- Excerpt to read:
## BEGIN
Curbing Spend on Irrelevant Search Terms using NLP and Statistics
neg match tech
6 min

Curbing Spend on Irrelevant Search Terms using NLP and Statistics

Megha Natarajan, February 2, 2022

In order to maximize one’s advertising reach on Amazon, it is very important to consistently research and identify new keywords that divert traffic to your product. Trends and consumer behavior change and we must also keep up with them. However, researching keywords can eat away your budget and cause your advertising efficiency to decrease.

One good practice for finding new keywords is to use Auto campaigns and BROAD match keywords and analyze search terms based on advertising KPIs. Once we identify a good performing keyword, we start targeting that keyword more efficiently by optimizing bids on them

Although this process is the best way to stay on top of new trends, using these strategies can result in spending on irrelevant Search Terms that don’t always convert.

Why focus on search terms and not keywords?

  • A keyword is a biddable entity - for example ‘dog chew’

  • A search term is what the customer searches for in the search bar

    • If we bid on the keyword ‘dog chew’ with match type as ‘BROAD’, then we will be bidding on all search terms that contain the variations of the words ‘dog’ and ‘chew’. Eg. ‘dog allergy chews’

    dog chew

A good keyword might still be an excellent match to the product while harboring multitudes of search terms that are in no way related to the product.
## END
- Challenges:
(1) In the article on irrelevant search terms, what does a search term refer to?
(2) Please reproduce the stretch of the article on irrelevant search terms from "Megha Natarajan, February" through "and not keywords?".
The records are drawn from a different source than the article on irrelevant search terms.

- Extracted data:
## BEGIN
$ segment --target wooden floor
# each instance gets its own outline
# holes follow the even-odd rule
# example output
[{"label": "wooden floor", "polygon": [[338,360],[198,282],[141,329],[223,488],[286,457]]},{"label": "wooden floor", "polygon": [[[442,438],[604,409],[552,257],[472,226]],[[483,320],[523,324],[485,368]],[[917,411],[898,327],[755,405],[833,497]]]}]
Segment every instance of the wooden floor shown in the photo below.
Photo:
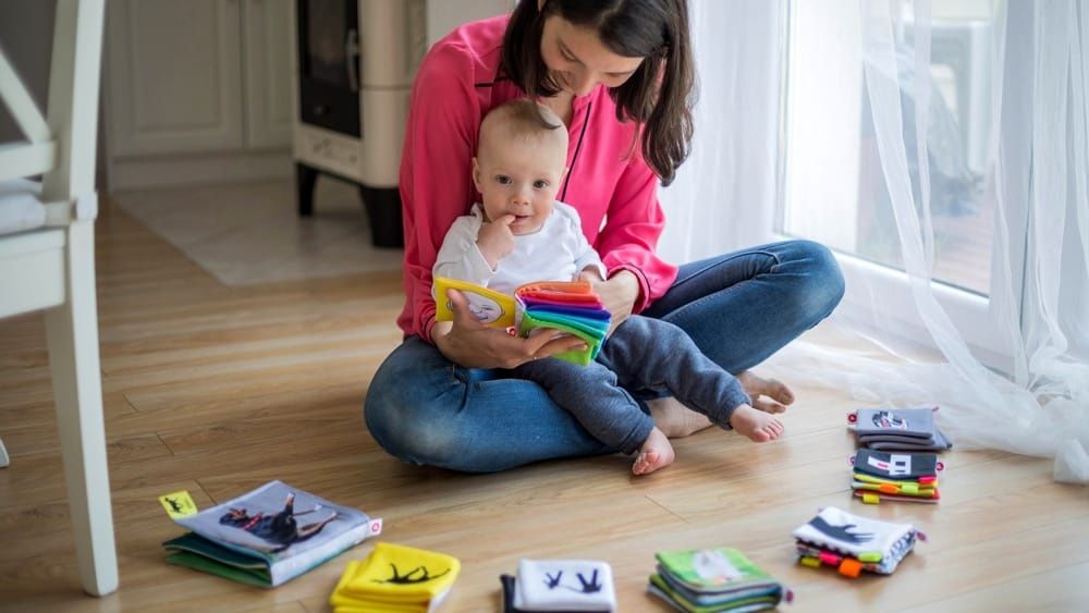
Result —
[{"label": "wooden floor", "polygon": [[[723,431],[676,441],[677,462],[632,478],[622,456],[467,476],[414,468],[363,425],[375,369],[397,344],[395,275],[225,287],[107,206],[99,317],[121,589],[79,588],[40,316],[0,322],[0,610],[319,612],[364,543],[274,590],[168,566],[181,530],[156,496],[206,507],[270,479],[386,520],[382,539],[453,554],[443,611],[498,611],[519,557],[612,564],[621,611],[665,611],[645,593],[653,553],[733,545],[796,593],[790,611],[1089,610],[1089,489],[1050,462],[957,451],[940,505],[852,500],[844,395],[796,389],[786,436]],[[818,329],[819,332],[819,329]],[[819,507],[913,522],[929,536],[894,576],[843,579],[795,564],[791,530]],[[784,609],[787,609],[784,606]]]}]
## END
- Answers for the tasks:
(1) What the customer searches for in the search bar.

(2)
Megha Natarajan, February 2, 2022

In order to maximize one’s advertising reach on Amazon, it is very important to consistently research and identify new keywords that divert traffic to your product. Trends and consumer behavior change and we must also keep up with them. However, researching keywords can eat away your budget and cause your advertising efficiency to decrease.

One good practice for finding new keywords is to use Auto campaigns and BROAD match keywords and analyze search terms based on advertising KPIs. Once we identify a good performing keyword, we start targeting that keyword more efficiently by optimizing bids on them

Although this process is the best way to stay on top of new trends, using these strategies can result in spending on irrelevant Search Terms that don’t always convert.

Why focus on search terms and not keywords?